_Task statement:_ Gather every line below that contains the word "jacket", and treat uppercase and lowercase letters as different.

--- BEGIN ---

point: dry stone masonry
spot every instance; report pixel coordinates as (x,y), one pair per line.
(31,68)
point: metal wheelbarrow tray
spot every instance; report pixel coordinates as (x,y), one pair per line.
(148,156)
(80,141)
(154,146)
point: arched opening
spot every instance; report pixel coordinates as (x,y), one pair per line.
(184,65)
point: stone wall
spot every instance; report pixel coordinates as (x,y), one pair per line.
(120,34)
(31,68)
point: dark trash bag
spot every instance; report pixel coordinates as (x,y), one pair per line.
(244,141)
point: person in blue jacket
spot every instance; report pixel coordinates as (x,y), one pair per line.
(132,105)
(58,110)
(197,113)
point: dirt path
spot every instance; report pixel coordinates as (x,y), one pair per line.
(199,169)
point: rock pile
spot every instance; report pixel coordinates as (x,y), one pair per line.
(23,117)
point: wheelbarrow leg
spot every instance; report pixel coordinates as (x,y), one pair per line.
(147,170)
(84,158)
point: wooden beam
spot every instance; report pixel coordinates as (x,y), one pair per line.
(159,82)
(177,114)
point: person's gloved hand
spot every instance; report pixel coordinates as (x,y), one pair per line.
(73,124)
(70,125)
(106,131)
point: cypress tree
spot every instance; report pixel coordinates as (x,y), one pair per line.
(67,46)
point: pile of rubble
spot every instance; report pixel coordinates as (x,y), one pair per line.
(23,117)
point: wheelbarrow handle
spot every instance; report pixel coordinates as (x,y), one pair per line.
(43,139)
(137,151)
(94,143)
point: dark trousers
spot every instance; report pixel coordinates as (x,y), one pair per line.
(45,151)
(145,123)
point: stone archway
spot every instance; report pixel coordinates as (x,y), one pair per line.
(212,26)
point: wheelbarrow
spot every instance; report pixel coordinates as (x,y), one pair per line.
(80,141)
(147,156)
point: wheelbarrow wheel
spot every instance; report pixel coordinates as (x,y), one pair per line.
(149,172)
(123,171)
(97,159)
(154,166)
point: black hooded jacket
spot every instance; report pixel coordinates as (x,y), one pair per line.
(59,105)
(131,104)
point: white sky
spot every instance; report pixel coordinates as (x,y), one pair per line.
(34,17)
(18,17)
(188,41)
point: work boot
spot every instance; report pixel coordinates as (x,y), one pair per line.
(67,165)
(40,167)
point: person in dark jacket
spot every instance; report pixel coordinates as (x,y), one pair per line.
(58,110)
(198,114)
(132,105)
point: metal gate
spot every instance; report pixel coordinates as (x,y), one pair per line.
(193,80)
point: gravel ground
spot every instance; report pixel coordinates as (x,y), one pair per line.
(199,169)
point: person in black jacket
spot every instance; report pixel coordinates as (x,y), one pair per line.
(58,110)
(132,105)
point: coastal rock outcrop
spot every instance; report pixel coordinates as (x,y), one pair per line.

--- END ---
--- BEGIN ---

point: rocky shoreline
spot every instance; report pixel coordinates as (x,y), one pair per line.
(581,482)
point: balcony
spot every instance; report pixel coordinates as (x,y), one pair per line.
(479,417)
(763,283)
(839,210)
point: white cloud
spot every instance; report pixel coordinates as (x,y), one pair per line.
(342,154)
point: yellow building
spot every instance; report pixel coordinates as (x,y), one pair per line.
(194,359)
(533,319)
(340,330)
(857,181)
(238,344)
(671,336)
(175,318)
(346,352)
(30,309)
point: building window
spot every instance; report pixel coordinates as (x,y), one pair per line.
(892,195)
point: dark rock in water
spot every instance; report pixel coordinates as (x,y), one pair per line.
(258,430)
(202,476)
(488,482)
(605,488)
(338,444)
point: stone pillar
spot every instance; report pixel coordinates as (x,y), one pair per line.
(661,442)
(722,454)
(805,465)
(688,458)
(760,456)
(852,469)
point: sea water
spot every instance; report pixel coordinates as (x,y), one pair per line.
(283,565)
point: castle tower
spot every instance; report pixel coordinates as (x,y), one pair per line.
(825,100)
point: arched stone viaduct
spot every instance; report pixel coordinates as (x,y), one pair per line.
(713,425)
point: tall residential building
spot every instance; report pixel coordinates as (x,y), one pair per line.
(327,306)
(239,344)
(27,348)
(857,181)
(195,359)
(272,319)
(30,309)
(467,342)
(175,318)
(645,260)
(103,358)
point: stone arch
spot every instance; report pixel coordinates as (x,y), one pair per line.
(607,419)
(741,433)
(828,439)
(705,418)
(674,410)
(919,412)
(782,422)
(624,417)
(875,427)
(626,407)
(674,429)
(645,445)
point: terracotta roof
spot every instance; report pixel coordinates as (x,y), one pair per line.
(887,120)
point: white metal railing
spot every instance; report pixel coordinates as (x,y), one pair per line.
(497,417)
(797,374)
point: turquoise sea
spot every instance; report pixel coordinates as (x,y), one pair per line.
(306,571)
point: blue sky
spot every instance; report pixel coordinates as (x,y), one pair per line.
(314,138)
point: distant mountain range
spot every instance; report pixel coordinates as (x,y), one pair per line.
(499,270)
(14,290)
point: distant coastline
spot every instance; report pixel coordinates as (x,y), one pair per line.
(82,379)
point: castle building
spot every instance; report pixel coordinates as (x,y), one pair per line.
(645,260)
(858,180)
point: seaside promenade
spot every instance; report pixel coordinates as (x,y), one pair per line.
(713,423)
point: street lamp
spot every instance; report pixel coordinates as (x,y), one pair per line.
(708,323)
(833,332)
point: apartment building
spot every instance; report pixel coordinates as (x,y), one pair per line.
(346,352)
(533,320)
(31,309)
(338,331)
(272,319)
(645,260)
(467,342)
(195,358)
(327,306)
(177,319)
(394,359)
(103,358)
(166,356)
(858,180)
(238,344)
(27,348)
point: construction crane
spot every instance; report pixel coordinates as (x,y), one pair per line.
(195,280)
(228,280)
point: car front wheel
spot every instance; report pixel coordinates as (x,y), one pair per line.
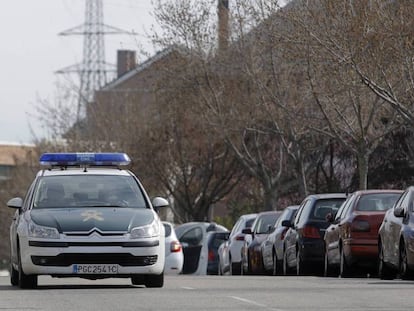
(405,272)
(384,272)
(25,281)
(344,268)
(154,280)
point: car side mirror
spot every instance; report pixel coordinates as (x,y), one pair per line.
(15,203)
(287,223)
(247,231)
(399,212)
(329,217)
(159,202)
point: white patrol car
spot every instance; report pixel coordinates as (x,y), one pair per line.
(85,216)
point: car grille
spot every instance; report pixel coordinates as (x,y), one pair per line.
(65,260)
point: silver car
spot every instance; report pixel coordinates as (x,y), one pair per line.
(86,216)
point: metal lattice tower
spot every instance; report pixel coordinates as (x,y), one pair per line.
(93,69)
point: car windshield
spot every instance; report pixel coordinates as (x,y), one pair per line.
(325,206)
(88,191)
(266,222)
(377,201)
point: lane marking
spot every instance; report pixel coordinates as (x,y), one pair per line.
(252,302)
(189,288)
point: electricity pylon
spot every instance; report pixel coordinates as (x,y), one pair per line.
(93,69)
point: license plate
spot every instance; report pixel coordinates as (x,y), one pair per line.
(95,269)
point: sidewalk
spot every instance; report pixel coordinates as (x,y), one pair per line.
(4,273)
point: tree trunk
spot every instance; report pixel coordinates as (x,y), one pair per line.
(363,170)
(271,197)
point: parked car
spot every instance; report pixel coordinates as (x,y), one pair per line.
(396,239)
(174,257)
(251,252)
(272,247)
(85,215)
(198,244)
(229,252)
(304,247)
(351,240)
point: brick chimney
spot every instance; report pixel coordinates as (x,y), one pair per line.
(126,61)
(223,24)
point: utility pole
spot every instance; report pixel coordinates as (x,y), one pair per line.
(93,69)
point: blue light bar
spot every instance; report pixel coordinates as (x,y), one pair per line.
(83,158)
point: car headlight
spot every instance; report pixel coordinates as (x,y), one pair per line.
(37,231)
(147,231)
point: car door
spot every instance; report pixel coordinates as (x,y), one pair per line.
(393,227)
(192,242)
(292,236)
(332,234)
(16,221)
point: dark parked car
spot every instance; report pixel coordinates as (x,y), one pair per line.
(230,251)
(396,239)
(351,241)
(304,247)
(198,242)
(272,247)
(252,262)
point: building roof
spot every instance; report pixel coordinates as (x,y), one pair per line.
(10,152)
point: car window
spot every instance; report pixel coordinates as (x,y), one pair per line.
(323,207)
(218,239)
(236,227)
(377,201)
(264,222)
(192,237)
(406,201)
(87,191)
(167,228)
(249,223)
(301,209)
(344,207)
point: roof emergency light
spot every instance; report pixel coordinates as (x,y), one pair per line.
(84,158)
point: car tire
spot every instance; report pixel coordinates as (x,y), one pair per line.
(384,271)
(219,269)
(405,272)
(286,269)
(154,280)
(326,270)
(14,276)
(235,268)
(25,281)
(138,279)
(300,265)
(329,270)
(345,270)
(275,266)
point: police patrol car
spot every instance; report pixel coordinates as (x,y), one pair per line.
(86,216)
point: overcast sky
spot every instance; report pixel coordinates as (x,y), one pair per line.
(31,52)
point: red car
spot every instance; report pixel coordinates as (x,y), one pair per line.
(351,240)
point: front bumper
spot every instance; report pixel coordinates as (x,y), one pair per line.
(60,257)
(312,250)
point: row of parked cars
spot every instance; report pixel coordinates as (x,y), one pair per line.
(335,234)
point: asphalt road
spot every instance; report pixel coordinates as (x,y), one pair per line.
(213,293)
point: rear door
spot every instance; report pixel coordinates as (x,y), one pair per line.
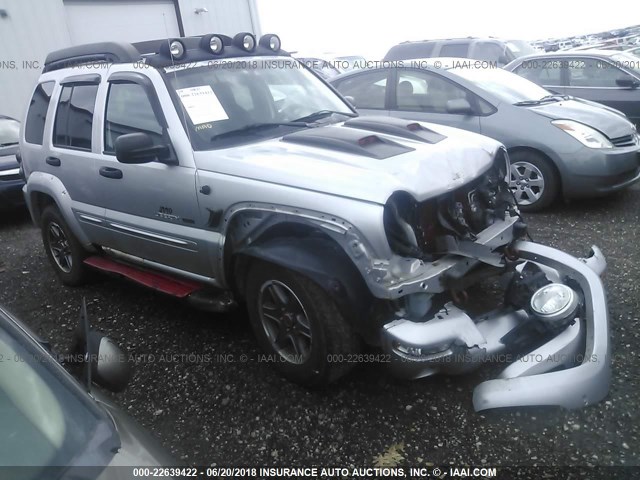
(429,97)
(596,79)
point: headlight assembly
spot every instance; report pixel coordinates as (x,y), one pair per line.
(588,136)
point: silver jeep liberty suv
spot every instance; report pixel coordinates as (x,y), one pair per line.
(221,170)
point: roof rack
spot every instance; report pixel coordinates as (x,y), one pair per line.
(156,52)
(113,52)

--- END ---

_Exercise output:_
point: person in blue jacket
point: black hooded jacket
point: person in dark jacket
point: person in black jacket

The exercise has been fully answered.